**Data supplied:**
·····

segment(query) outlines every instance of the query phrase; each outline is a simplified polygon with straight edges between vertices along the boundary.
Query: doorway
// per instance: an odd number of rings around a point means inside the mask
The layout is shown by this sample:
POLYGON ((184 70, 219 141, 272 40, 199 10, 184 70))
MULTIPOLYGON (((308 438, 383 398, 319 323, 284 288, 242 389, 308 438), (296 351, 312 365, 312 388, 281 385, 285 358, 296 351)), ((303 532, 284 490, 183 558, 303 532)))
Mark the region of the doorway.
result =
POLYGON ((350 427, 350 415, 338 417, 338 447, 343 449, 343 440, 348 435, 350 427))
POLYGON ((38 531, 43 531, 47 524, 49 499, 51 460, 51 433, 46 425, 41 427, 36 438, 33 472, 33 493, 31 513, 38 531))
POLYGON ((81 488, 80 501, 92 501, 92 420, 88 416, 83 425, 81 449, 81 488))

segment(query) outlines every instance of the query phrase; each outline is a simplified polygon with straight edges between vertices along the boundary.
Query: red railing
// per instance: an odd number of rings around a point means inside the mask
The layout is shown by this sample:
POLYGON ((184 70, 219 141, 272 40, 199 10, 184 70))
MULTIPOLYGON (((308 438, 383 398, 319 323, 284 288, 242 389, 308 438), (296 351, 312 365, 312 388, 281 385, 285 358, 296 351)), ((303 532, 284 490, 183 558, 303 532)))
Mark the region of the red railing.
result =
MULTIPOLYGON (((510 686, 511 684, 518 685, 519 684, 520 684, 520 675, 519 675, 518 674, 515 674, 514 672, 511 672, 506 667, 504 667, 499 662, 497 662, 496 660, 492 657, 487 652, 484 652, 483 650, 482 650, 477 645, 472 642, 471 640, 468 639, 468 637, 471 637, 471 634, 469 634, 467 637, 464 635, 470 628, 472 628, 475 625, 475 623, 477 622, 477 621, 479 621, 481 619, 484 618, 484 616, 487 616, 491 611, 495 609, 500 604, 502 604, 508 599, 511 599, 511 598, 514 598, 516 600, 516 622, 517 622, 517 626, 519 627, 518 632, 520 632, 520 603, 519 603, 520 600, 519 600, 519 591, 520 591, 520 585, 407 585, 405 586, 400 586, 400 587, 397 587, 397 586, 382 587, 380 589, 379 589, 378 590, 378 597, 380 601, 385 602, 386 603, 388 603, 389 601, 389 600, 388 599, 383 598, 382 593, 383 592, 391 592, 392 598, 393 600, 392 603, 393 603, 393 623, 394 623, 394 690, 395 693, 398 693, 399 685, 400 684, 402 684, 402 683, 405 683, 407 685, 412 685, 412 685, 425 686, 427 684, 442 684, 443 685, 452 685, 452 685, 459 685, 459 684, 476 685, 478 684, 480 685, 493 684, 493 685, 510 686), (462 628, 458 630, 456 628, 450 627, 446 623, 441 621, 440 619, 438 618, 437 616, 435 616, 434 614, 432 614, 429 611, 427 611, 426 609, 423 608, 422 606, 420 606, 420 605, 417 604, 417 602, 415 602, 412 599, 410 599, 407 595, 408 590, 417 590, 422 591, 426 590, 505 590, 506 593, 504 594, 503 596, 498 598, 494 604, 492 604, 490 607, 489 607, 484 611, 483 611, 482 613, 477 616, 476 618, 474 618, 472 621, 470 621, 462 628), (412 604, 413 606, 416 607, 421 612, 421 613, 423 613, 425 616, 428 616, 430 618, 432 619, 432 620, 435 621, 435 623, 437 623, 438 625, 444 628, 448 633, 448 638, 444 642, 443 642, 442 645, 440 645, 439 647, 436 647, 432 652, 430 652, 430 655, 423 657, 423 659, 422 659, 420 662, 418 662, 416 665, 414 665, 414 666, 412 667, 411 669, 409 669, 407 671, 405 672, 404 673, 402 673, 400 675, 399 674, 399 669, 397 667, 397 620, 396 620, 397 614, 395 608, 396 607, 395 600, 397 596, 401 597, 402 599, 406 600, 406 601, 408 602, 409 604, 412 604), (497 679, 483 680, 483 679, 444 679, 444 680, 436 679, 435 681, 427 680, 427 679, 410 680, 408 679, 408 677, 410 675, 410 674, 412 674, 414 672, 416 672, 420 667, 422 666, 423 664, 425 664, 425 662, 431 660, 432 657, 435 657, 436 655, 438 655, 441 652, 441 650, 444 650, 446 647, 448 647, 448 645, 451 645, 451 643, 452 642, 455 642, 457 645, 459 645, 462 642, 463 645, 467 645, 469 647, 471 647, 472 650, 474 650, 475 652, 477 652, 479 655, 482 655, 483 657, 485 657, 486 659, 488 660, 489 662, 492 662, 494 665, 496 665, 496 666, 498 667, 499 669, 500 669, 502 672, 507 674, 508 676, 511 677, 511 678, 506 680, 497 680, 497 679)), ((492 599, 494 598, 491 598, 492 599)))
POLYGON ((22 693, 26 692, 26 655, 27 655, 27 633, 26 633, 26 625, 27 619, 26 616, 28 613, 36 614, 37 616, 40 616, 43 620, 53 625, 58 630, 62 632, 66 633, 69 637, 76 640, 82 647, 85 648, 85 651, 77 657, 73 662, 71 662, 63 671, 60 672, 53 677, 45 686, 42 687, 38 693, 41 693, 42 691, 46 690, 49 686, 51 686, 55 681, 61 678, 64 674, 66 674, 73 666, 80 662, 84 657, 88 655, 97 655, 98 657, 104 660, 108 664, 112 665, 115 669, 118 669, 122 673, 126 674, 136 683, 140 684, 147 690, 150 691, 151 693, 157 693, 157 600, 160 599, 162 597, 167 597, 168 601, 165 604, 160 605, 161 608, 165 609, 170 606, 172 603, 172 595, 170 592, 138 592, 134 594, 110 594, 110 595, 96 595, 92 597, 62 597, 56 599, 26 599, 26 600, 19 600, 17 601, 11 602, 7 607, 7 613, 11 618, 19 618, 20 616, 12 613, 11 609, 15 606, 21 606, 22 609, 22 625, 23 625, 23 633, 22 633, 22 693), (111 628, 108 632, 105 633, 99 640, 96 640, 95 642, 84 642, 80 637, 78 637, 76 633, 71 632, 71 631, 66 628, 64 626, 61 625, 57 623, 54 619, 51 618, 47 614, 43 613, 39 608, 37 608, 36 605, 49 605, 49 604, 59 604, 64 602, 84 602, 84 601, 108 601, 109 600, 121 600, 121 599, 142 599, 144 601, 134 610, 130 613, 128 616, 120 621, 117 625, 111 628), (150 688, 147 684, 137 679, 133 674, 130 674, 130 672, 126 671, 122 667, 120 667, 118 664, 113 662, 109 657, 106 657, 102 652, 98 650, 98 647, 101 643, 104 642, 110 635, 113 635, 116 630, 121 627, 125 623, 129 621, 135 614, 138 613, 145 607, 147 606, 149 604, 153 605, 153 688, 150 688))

·····

**Given instruction:** Put every line of the listing above into a Markdown table with the columns Row and Text. Number each line in Row and leave out blank lines.

**Finished answer:**
| Row | Text |
|---|---|
| 1 | segment(query) outlines every instance of the query phrase; each outline is a simplified polygon with straight edges between vertices along the boundary. |
| 2 | Query: doorway |
| 3 | // per instance: an odd number of rings around a point means inside the mask |
| 4 | The layout is shown by this sample: |
| 5 | POLYGON ((184 70, 219 141, 272 40, 199 10, 184 70)) |
| 6 | MULTIPOLYGON (((308 438, 383 398, 319 323, 284 288, 242 389, 308 438), (296 351, 312 365, 312 388, 281 385, 285 358, 296 351)), ((303 532, 284 490, 183 558, 303 532))) |
| 7 | Mark the region of the doorway. |
| 8 | result = |
| 9 | POLYGON ((350 427, 350 415, 338 417, 338 447, 343 449, 343 440, 348 435, 350 427)) |
| 10 | POLYGON ((38 531, 43 531, 47 524, 49 499, 51 460, 51 433, 46 425, 41 427, 36 438, 33 472, 33 493, 31 513, 38 531)) |
| 11 | POLYGON ((81 488, 80 501, 92 501, 92 420, 88 416, 83 425, 81 449, 81 488)) |
| 12 | segment(query) outlines every instance of the query phrase; each outline is a simplified polygon with straight edges between vertices along the boundary. |
| 13 | Query: red railing |
| 14 | // per instance: an odd number of rings around a point means inside the mask |
| 15 | The layout is shown by this sample: |
| 16 | POLYGON ((184 70, 219 141, 272 40, 199 10, 184 70)) |
| 17 | MULTIPOLYGON (((308 438, 383 398, 319 323, 284 288, 242 389, 308 438), (296 351, 312 365, 312 388, 281 385, 285 358, 296 351)), ((303 532, 284 490, 183 558, 303 532))) |
| 18 | Mark the region of the red railing. |
| 19 | result = |
| 20 | MULTIPOLYGON (((510 686, 511 684, 518 685, 519 684, 520 684, 520 675, 519 675, 518 674, 515 674, 514 672, 511 672, 506 667, 504 667, 499 662, 497 662, 496 660, 492 657, 487 652, 484 652, 483 650, 482 650, 477 645, 472 642, 471 640, 468 639, 468 637, 471 637, 471 634, 469 634, 467 637, 464 635, 470 628, 472 628, 475 625, 475 623, 477 622, 477 621, 479 621, 481 619, 484 618, 484 616, 487 616, 491 611, 495 609, 500 604, 502 604, 508 599, 511 599, 511 598, 514 598, 516 600, 516 622, 517 622, 517 626, 519 627, 518 632, 520 632, 520 603, 519 603, 520 600, 519 600, 519 591, 520 591, 520 585, 407 585, 405 586, 400 586, 400 587, 397 587, 397 586, 382 587, 380 589, 379 589, 378 590, 378 597, 380 601, 385 602, 386 603, 388 603, 389 601, 389 600, 388 599, 383 598, 382 593, 383 592, 391 592, 392 598, 393 600, 392 603, 393 603, 393 623, 394 623, 394 690, 395 693, 398 693, 399 685, 400 684, 402 684, 402 683, 405 683, 407 685, 412 685, 412 685, 425 686, 427 684, 442 684, 443 685, 452 685, 452 685, 459 685, 459 684, 476 685, 478 684, 480 685, 493 684, 493 685, 510 686), (462 628, 458 630, 456 628, 450 627, 446 623, 441 621, 440 619, 438 618, 437 616, 435 616, 434 614, 432 614, 429 611, 427 611, 426 609, 423 608, 422 606, 420 606, 420 605, 417 604, 417 602, 415 602, 412 599, 410 599, 407 595, 408 590, 417 590, 422 591, 426 590, 505 590, 506 593, 504 594, 503 596, 498 598, 494 604, 492 604, 490 607, 489 607, 484 611, 483 611, 482 613, 477 616, 476 618, 474 618, 472 621, 470 621, 462 628), (412 604, 413 606, 416 607, 421 612, 421 613, 423 613, 425 616, 428 616, 430 618, 432 619, 432 620, 435 621, 435 623, 437 623, 438 625, 444 628, 448 633, 448 638, 444 642, 443 642, 442 645, 440 645, 439 647, 436 647, 432 652, 430 652, 430 655, 423 657, 423 659, 422 659, 420 662, 418 662, 416 665, 414 665, 414 666, 412 667, 411 669, 409 669, 407 671, 405 672, 404 673, 402 673, 400 675, 399 674, 399 669, 397 667, 397 620, 396 620, 397 614, 395 608, 396 607, 395 600, 397 596, 401 597, 402 599, 406 600, 406 601, 408 602, 409 604, 412 604), (497 679, 483 680, 483 679, 444 679, 444 680, 436 679, 435 681, 427 680, 427 679, 410 680, 408 679, 408 677, 410 675, 410 674, 412 674, 414 672, 416 672, 420 667, 422 666, 423 664, 425 664, 425 662, 431 660, 432 657, 435 657, 436 655, 438 655, 441 652, 441 650, 444 650, 446 647, 448 647, 448 645, 451 645, 451 643, 452 642, 455 642, 457 645, 459 645, 462 642, 463 645, 467 645, 469 647, 471 647, 472 650, 474 650, 475 652, 477 652, 479 655, 482 655, 483 657, 485 657, 486 659, 488 660, 489 662, 492 662, 494 665, 496 665, 496 666, 498 667, 499 669, 500 669, 502 672, 507 674, 508 676, 511 677, 511 678, 506 680, 497 680, 497 679)), ((492 599, 494 598, 491 598, 492 599))) |
| 21 | POLYGON ((22 693, 26 692, 26 655, 27 655, 27 633, 26 633, 26 625, 27 619, 26 616, 28 613, 36 614, 37 616, 40 616, 43 620, 53 625, 58 630, 62 632, 66 633, 69 637, 76 640, 82 647, 85 648, 85 651, 77 657, 73 662, 71 662, 63 671, 60 672, 53 677, 45 686, 42 687, 38 693, 41 693, 42 691, 46 690, 49 686, 51 686, 55 681, 61 678, 64 674, 66 674, 73 666, 80 662, 84 657, 88 655, 97 655, 98 657, 104 660, 108 664, 112 665, 115 669, 118 669, 122 673, 126 674, 136 683, 140 684, 147 690, 150 691, 151 693, 157 693, 157 600, 160 599, 162 597, 167 597, 168 601, 165 604, 160 605, 161 608, 165 609, 170 606, 172 603, 172 595, 170 592, 138 592, 134 594, 110 594, 110 595, 96 595, 92 597, 62 597, 56 599, 26 599, 26 600, 19 600, 17 601, 11 602, 7 607, 7 613, 11 618, 19 618, 20 616, 12 613, 11 609, 15 606, 21 606, 22 609, 22 625, 23 625, 23 633, 22 633, 22 693), (111 628, 108 632, 105 633, 99 640, 96 640, 95 642, 84 642, 80 637, 78 637, 76 633, 71 632, 71 631, 66 628, 64 626, 61 625, 57 623, 54 619, 51 618, 47 614, 43 613, 39 608, 37 608, 36 605, 49 605, 49 604, 59 604, 64 602, 84 602, 84 601, 108 601, 109 600, 121 600, 121 599, 142 599, 144 601, 134 610, 130 613, 128 616, 120 621, 117 625, 111 628), (150 688, 147 684, 137 679, 133 674, 130 674, 130 672, 126 671, 122 667, 120 667, 118 664, 113 662, 109 657, 106 657, 102 652, 98 650, 98 647, 101 643, 104 642, 110 635, 113 635, 116 630, 121 627, 125 623, 129 621, 135 614, 138 613, 145 607, 147 606, 149 604, 153 605, 153 688, 150 688)) |